WORK ITEM -
Beneath this line are the data; copy exactly the part of them that opens with the line containing "Target: green leafy tree" and closes with the line containing "Target: dirt path", and only that part.

Region pointing data
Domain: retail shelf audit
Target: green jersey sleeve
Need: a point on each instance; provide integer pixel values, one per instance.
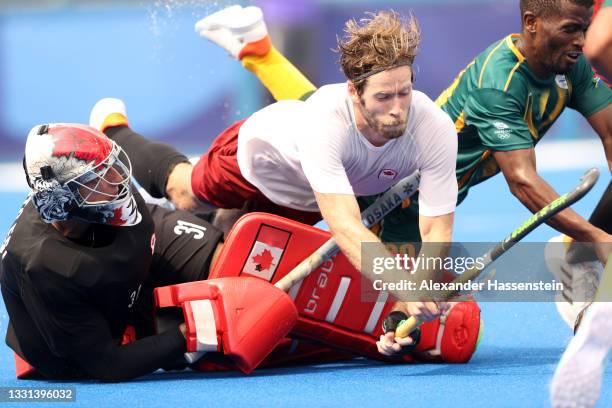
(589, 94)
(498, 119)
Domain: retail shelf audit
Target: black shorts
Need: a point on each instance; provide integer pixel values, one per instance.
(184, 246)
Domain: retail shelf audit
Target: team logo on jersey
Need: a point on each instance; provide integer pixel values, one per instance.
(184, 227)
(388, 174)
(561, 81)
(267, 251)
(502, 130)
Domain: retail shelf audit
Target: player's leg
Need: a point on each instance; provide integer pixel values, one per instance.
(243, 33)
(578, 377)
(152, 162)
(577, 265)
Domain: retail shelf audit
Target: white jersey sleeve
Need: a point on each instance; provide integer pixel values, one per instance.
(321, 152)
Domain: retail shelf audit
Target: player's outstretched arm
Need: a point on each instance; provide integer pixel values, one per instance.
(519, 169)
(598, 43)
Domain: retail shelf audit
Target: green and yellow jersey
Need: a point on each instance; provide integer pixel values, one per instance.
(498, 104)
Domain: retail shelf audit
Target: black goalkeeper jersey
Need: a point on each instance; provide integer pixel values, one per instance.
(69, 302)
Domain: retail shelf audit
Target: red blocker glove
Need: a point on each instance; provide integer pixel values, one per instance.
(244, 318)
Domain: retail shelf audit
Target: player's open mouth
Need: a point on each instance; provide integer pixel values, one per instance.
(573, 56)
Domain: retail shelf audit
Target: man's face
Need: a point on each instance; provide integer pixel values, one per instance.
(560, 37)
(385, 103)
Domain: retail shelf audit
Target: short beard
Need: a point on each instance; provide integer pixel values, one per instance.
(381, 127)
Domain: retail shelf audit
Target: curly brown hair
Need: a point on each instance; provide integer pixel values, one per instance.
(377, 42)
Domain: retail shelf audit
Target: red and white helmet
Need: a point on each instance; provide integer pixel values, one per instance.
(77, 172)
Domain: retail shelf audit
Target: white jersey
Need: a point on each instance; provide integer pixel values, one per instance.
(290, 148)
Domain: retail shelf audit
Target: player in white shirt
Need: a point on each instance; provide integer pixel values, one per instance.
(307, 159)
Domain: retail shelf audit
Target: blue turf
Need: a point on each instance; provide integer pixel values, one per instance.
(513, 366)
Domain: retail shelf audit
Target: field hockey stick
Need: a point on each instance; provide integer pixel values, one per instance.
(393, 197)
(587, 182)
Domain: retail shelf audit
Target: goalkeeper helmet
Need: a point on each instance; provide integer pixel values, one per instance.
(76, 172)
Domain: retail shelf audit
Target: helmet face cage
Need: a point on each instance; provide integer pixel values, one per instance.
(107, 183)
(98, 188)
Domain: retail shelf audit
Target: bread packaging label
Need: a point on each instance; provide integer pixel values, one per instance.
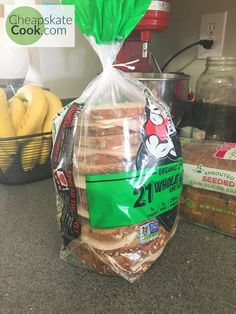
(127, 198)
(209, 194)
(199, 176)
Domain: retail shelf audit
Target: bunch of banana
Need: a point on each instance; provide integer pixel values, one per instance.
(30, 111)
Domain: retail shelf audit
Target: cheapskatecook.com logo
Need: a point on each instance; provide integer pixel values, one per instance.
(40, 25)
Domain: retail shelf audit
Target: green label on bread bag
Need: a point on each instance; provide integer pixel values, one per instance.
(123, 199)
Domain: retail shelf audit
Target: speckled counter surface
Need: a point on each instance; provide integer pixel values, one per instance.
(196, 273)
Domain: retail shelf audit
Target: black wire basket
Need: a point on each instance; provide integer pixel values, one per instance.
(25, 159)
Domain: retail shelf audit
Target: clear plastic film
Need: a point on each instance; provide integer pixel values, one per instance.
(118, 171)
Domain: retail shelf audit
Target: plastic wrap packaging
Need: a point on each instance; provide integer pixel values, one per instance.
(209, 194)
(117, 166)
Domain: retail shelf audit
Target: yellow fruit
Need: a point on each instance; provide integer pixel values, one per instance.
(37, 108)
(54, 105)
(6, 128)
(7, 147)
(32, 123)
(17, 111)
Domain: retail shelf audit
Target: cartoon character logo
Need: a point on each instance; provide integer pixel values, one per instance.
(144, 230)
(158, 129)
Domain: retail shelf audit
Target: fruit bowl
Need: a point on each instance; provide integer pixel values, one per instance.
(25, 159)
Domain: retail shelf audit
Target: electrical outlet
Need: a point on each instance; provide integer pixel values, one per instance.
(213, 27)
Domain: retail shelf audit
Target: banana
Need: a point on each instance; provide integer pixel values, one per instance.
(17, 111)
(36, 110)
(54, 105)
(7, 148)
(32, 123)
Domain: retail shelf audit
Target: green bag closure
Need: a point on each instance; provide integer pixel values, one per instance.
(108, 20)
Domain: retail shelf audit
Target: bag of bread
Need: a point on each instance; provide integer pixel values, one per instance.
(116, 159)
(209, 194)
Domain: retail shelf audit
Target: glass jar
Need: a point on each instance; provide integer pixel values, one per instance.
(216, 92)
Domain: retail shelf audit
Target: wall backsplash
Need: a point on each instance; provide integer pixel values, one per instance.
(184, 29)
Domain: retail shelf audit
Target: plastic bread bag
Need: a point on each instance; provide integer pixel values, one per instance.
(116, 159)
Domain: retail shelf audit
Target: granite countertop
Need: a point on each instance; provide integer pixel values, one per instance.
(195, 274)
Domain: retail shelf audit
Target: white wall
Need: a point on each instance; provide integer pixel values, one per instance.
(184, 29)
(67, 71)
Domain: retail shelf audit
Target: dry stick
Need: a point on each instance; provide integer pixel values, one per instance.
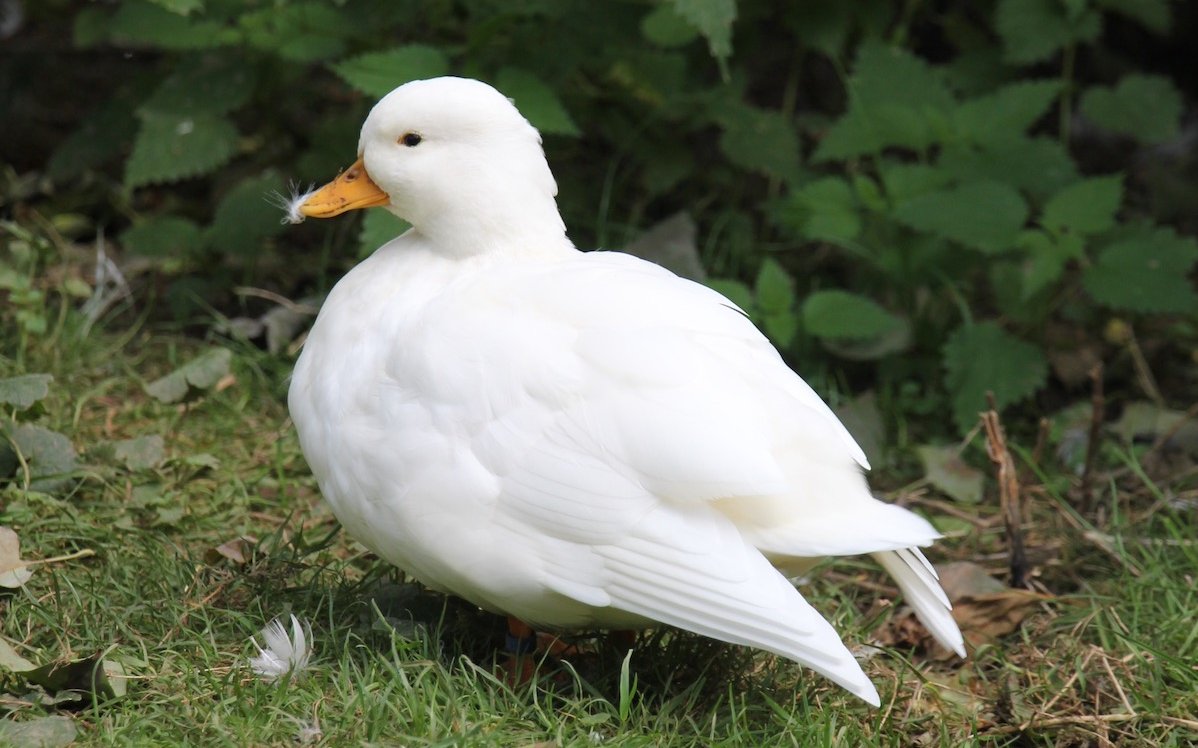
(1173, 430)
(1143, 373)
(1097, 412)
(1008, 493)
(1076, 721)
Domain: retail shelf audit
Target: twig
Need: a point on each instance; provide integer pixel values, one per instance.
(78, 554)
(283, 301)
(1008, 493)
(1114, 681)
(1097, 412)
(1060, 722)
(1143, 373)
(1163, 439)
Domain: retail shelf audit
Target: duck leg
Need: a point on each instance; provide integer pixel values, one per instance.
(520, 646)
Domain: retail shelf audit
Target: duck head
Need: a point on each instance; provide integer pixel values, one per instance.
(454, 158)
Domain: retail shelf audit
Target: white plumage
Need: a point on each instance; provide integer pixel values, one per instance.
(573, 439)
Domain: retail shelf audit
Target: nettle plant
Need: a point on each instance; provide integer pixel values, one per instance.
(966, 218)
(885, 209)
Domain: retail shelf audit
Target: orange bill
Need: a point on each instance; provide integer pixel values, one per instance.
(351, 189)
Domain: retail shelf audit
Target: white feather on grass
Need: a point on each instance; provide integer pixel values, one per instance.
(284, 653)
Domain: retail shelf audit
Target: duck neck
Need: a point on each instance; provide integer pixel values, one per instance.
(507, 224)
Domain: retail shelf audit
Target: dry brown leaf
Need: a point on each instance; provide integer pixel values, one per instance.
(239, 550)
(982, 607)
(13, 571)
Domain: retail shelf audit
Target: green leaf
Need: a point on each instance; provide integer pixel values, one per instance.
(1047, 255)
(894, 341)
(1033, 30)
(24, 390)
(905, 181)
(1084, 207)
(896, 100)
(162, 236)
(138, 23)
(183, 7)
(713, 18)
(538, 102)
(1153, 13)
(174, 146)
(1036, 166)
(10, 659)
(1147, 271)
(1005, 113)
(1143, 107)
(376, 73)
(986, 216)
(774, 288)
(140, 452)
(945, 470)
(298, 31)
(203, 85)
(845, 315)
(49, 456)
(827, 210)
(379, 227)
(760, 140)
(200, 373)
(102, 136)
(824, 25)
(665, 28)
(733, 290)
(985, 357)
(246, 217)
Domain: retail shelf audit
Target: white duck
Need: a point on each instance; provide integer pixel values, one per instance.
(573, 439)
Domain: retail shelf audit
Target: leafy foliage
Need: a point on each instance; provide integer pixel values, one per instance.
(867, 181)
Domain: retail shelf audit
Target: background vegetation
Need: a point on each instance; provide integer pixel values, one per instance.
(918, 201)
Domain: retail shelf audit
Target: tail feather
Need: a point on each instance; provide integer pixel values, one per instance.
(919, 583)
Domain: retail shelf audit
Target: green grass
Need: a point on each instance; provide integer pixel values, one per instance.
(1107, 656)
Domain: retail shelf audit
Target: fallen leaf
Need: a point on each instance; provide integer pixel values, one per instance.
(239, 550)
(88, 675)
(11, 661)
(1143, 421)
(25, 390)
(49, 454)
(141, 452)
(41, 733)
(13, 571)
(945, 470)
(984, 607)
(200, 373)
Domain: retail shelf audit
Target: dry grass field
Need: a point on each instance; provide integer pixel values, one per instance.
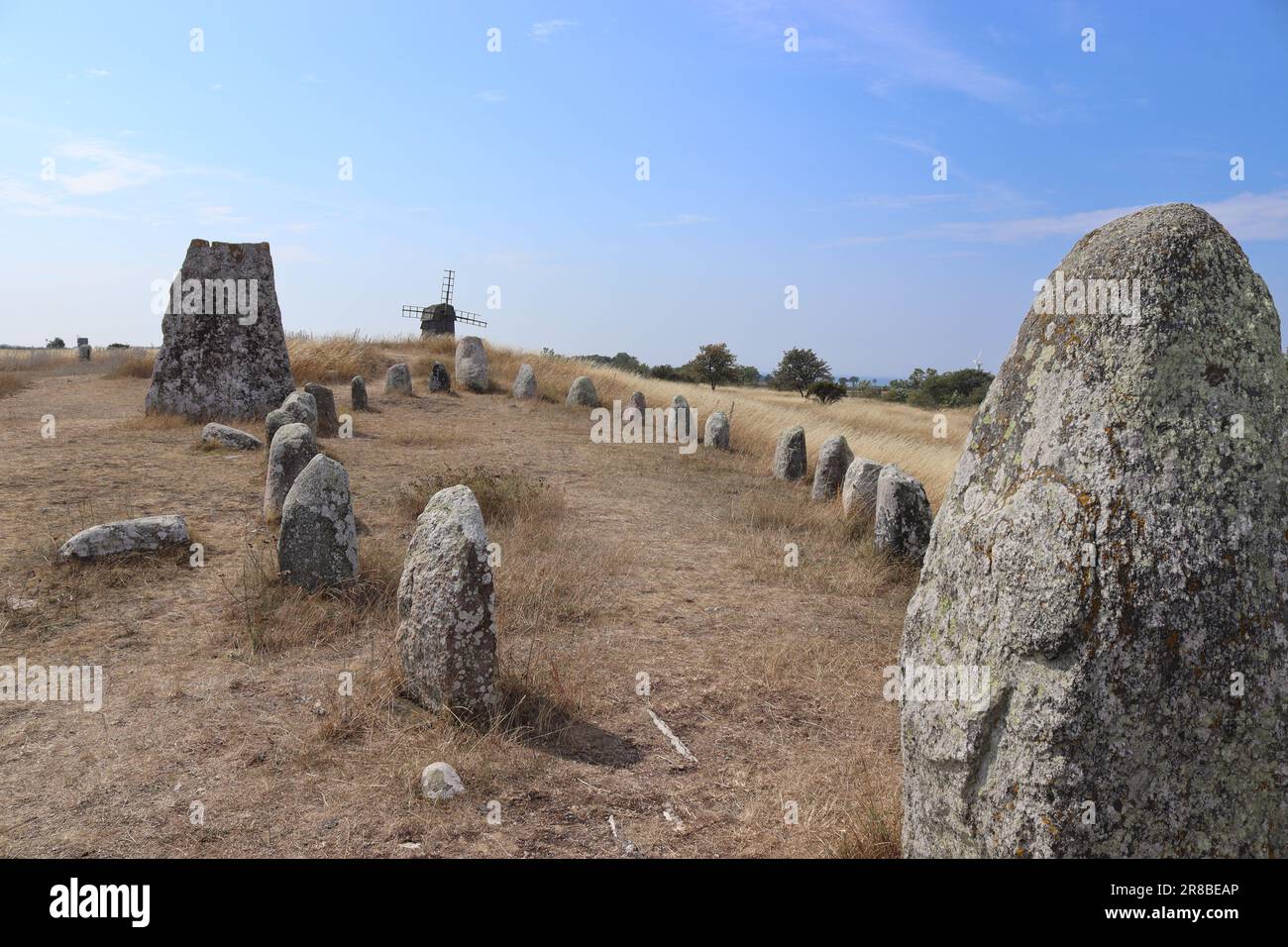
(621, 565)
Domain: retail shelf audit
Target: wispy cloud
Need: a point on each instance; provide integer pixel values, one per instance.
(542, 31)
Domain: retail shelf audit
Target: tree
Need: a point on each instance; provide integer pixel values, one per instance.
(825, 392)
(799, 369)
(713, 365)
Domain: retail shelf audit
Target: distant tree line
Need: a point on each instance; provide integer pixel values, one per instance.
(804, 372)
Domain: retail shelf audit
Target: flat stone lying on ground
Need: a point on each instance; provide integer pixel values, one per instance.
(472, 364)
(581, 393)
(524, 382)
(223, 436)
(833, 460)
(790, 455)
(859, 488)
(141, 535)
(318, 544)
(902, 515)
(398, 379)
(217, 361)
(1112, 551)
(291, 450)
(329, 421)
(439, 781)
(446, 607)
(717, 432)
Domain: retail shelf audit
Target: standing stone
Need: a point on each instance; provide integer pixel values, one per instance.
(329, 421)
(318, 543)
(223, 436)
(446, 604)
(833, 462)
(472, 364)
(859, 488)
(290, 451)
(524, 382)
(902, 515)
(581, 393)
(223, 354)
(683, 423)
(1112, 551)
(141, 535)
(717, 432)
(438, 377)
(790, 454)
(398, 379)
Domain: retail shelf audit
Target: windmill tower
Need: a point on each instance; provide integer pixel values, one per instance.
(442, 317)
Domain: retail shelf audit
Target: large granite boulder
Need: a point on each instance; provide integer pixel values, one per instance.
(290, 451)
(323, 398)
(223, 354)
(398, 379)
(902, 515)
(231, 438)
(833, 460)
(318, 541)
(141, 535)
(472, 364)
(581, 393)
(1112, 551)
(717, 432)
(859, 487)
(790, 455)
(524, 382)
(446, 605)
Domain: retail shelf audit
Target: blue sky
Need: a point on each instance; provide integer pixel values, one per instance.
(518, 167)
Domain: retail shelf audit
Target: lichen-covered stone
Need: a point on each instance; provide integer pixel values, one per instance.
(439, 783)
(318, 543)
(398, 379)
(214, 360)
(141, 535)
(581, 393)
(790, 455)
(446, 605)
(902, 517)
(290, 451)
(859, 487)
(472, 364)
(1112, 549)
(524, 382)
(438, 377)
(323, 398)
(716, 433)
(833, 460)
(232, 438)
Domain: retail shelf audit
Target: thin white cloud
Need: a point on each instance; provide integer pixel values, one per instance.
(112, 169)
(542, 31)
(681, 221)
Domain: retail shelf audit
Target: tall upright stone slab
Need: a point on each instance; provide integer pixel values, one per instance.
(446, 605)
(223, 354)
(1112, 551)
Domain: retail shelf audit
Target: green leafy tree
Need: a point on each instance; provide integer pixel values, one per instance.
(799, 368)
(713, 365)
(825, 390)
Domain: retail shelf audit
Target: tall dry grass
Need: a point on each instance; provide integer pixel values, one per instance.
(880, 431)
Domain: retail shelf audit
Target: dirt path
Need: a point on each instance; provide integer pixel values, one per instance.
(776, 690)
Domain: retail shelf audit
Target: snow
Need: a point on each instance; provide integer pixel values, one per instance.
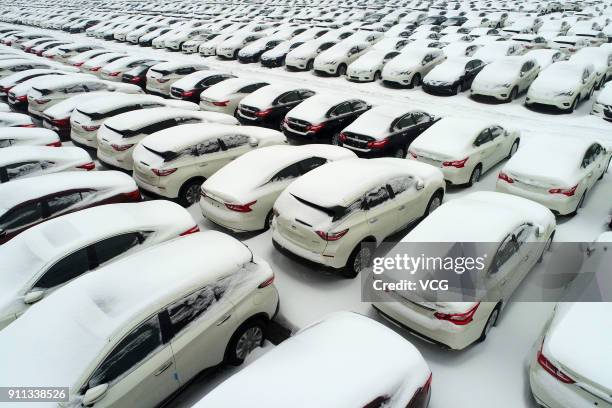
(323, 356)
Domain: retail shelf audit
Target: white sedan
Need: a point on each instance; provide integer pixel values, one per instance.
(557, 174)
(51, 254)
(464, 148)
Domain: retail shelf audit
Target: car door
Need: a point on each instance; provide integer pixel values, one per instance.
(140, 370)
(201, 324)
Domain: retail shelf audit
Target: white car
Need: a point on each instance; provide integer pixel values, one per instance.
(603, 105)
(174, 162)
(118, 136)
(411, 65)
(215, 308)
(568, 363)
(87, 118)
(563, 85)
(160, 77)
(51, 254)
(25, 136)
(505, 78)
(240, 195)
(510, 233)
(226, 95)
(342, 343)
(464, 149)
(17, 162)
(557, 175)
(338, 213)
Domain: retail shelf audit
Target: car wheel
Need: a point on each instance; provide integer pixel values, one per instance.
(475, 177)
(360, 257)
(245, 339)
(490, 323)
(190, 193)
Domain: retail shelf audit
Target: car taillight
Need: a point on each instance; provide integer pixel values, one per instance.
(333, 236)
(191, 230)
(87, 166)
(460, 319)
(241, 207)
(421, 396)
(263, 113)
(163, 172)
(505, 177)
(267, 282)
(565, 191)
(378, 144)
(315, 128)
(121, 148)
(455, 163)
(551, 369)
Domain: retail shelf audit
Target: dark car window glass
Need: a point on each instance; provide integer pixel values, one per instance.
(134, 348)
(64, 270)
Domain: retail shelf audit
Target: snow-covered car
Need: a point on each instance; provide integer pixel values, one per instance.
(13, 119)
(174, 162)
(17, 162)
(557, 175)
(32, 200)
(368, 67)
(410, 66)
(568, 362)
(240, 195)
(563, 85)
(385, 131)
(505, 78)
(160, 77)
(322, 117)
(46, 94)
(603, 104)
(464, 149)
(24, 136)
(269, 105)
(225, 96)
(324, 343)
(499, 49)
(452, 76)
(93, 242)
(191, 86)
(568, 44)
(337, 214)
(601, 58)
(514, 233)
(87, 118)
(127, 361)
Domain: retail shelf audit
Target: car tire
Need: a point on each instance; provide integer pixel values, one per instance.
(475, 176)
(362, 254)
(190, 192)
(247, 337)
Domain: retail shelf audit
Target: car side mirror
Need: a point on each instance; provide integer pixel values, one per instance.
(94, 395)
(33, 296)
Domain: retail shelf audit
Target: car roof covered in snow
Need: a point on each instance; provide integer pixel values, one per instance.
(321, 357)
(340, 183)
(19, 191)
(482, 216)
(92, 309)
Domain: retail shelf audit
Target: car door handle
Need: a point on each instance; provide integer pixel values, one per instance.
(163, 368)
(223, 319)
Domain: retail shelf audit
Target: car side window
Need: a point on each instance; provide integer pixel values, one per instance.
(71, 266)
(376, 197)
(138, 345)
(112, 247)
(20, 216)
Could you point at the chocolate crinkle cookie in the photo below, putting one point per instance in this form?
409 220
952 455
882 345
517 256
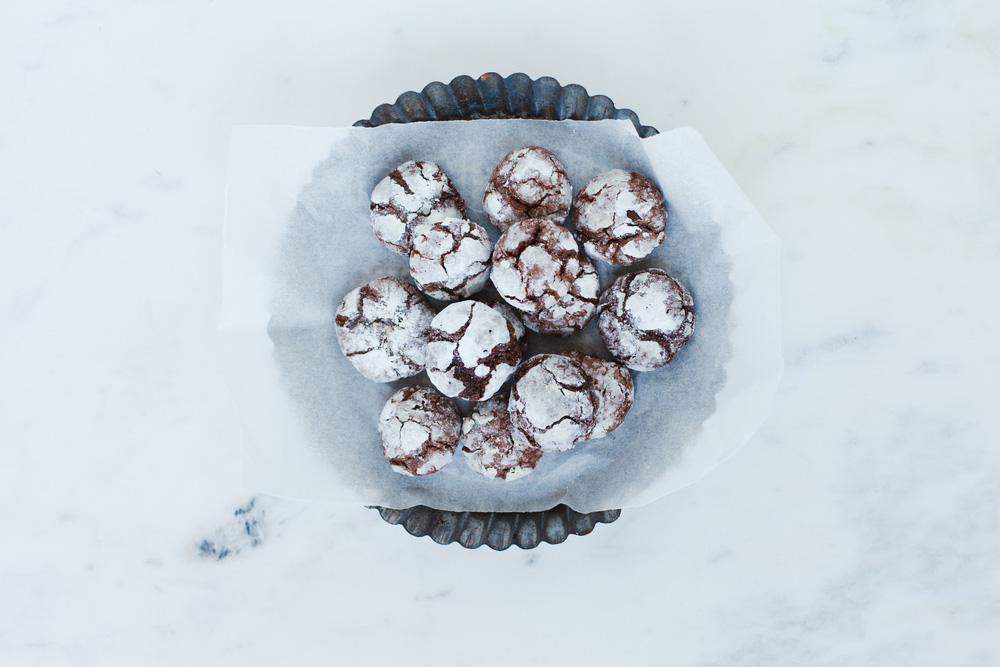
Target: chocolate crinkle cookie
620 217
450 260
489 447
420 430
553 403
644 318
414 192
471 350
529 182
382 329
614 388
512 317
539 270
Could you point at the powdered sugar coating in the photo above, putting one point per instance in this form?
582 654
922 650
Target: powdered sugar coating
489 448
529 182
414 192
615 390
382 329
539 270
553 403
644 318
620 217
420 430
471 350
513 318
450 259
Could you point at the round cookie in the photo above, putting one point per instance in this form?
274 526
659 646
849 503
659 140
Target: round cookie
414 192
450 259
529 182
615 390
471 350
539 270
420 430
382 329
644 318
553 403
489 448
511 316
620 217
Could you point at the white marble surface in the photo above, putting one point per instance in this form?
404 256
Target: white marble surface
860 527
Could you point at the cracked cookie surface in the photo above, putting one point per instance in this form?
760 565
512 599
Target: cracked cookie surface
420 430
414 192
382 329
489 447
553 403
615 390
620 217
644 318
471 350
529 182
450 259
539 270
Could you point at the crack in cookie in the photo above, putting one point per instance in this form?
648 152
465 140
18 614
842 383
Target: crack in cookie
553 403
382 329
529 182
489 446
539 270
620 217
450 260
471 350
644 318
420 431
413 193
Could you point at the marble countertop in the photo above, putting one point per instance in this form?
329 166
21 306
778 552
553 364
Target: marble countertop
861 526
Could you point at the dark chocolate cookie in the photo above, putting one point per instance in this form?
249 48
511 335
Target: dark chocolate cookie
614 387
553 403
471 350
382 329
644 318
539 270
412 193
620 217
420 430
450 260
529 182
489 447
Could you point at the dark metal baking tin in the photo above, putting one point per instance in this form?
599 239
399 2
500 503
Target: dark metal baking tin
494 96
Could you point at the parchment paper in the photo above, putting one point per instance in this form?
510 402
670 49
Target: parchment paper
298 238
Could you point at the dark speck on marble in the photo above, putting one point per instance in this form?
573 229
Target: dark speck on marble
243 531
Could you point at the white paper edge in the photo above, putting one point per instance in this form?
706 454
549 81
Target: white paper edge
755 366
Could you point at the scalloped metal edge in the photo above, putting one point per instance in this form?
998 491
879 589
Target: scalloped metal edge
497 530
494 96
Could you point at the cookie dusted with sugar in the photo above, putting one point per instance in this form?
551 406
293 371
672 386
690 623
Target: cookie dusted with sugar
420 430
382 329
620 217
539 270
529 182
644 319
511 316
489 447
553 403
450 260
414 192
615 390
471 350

ANSWER SPACE -
Target: green leafy tree
Need: a point on each instance; provide integer pixel values, one per instance.
(799, 368)
(713, 365)
(825, 390)
Domain: retail shelf audit
Target: tall dry grass
Need: a point on each instance; provide integer pixel values, one per instance.
(880, 431)
Domain: retail shelf audit
Target: dirt path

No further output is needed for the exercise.